- **EXERCISE REQUIREMENTS**: All lines from the one with "For every instance of the hand" through the last are to be given again exactly as they stand in the data below, and only those.

Natural-language object grounding data:
____
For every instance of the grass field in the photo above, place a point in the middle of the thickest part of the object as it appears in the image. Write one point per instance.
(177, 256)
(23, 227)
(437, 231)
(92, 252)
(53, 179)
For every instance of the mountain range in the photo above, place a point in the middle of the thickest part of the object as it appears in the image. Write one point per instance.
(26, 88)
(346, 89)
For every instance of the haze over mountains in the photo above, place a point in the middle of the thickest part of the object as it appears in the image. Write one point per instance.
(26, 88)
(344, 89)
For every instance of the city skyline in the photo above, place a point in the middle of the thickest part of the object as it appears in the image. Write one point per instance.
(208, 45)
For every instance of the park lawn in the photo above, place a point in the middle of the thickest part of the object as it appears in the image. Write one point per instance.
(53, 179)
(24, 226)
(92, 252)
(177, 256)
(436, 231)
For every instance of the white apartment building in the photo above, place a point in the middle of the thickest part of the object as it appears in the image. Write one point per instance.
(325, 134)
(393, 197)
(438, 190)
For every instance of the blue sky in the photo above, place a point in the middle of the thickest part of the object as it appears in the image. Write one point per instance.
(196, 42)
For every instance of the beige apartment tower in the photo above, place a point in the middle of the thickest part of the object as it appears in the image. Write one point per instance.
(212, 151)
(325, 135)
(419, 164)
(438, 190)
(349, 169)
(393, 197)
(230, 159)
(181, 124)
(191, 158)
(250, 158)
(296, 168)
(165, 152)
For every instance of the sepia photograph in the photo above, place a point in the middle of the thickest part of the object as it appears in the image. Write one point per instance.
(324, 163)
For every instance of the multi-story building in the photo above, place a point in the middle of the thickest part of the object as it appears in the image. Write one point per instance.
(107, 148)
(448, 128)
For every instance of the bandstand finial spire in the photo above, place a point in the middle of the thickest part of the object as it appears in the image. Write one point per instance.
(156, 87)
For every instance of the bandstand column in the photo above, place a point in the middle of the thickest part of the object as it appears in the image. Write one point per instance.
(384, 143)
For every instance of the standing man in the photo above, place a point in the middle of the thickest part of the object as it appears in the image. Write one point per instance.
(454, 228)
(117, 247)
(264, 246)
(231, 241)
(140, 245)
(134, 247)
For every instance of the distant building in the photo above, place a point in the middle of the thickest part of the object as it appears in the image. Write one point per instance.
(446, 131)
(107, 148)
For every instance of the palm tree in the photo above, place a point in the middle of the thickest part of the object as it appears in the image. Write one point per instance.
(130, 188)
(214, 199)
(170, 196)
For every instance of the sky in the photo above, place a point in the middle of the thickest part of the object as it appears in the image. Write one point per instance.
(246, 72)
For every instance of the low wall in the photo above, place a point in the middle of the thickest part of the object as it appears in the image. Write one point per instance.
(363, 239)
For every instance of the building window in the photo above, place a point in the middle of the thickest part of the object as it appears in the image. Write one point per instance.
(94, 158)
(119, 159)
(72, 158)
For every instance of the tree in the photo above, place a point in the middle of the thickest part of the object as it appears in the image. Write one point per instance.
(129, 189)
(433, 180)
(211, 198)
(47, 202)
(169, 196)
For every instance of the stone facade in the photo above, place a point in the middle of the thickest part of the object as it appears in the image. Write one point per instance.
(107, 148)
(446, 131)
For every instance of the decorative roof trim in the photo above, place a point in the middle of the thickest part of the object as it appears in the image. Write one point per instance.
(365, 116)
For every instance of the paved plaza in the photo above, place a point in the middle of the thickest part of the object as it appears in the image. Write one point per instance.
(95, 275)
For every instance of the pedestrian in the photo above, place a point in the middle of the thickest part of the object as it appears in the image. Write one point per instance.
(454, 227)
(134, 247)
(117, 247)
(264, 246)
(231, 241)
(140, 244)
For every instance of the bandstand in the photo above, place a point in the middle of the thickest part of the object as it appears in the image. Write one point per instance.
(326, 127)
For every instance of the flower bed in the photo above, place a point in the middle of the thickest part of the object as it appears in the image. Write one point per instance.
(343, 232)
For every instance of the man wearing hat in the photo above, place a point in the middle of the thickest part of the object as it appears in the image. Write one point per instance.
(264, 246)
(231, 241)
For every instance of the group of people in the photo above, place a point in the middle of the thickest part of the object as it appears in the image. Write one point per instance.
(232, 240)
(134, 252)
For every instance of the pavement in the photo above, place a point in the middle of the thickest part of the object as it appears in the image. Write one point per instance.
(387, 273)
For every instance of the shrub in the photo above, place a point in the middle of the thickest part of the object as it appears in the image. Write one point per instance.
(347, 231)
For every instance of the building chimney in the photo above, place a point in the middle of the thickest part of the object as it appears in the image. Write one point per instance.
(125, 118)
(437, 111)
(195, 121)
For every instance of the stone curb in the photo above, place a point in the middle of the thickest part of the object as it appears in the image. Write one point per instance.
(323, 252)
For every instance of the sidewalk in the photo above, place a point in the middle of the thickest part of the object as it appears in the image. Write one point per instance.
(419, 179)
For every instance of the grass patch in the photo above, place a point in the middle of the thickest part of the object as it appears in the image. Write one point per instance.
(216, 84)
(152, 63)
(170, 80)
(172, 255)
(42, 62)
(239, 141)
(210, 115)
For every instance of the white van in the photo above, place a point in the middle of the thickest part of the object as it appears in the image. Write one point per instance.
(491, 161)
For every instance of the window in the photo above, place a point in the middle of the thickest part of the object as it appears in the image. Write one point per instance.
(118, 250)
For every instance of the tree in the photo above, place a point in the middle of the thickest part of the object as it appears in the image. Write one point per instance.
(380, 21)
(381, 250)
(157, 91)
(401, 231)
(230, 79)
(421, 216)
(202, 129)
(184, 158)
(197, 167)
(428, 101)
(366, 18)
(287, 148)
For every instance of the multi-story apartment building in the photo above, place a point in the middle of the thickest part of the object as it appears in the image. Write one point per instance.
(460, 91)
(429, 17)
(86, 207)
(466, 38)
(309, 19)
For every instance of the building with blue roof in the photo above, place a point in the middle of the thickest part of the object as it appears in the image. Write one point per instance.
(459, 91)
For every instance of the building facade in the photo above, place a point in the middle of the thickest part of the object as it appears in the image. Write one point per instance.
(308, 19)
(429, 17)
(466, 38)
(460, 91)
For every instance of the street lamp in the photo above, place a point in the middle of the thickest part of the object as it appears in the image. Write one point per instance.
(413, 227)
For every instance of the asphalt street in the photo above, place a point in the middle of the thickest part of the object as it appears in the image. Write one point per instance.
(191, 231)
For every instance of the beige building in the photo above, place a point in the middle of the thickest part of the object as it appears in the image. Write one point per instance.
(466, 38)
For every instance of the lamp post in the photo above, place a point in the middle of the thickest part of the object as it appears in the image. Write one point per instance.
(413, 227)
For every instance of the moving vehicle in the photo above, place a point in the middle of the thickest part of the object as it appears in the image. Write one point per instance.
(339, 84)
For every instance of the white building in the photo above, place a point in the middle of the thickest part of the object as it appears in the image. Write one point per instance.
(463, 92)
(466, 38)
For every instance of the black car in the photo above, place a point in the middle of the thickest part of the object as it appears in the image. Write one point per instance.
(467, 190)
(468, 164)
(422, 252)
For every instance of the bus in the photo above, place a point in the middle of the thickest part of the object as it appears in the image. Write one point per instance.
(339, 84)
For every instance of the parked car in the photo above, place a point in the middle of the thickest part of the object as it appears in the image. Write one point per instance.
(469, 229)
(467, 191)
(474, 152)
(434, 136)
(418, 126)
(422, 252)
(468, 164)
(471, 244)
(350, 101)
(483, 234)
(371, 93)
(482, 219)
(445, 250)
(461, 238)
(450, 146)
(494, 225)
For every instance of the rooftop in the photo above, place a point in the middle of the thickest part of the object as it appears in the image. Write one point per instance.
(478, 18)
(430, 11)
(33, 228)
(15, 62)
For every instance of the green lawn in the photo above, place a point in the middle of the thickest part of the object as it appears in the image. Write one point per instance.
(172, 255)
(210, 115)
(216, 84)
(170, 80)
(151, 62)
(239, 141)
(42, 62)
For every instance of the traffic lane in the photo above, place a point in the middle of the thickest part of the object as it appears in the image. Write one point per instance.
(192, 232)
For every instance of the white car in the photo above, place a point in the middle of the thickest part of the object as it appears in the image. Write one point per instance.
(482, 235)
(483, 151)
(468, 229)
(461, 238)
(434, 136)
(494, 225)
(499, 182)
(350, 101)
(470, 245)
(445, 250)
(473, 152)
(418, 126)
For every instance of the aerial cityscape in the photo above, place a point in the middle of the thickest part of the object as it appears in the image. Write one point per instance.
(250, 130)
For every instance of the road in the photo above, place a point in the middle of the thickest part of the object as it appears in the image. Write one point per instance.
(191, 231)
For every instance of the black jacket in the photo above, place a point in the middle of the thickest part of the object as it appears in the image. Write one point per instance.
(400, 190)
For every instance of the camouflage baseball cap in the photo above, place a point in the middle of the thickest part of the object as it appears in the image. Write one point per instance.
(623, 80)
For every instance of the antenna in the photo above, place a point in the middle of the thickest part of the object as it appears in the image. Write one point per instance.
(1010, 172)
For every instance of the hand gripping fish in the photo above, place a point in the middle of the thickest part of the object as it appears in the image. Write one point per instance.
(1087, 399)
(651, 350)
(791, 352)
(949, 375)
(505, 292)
____
- **SOLUTION TO THE PROBLEM**:
For every instance of the hand gripping fish in the photo above, place a point in the middle of the thickest part of the object as it appears in the image. Write one point per instance.
(1087, 399)
(651, 350)
(791, 352)
(949, 375)
(505, 292)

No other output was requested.